* _What is needed_
Give the data again in full, with every character unchanged.

[Start of section]

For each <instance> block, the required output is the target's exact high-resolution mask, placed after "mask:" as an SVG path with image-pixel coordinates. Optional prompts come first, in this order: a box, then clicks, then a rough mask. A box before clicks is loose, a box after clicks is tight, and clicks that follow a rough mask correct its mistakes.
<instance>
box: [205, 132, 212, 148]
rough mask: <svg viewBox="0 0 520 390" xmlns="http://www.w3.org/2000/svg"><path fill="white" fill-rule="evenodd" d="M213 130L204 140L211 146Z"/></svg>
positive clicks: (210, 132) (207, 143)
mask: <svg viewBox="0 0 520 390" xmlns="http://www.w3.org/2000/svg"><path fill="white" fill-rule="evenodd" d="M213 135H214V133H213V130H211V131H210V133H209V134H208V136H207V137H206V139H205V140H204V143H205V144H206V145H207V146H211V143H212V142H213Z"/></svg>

[End of section]

* _Answer space_
For each <instance> block, the required output is the target's exact high-resolution mask, placed after "mask:" as an SVG path with image-pixel coordinates. Optional prompts come first, in this order: a box, then clicks, then a rough mask. A box before clicks is loose, a box after clicks is tight, and clicks that follow a rough mask correct its mistakes.
<instance>
box: [205, 132, 212, 148]
rough mask: <svg viewBox="0 0 520 390" xmlns="http://www.w3.org/2000/svg"><path fill="white" fill-rule="evenodd" d="M213 130L204 140L211 146Z"/></svg>
positive clicks: (210, 132) (207, 143)
mask: <svg viewBox="0 0 520 390" xmlns="http://www.w3.org/2000/svg"><path fill="white" fill-rule="evenodd" d="M213 135H214V133H213V130H211V131H210V133H209V134H208V136H207V137H206V139H205V140H204V143H205V144H206V145H207V146H211V143H212V142H213Z"/></svg>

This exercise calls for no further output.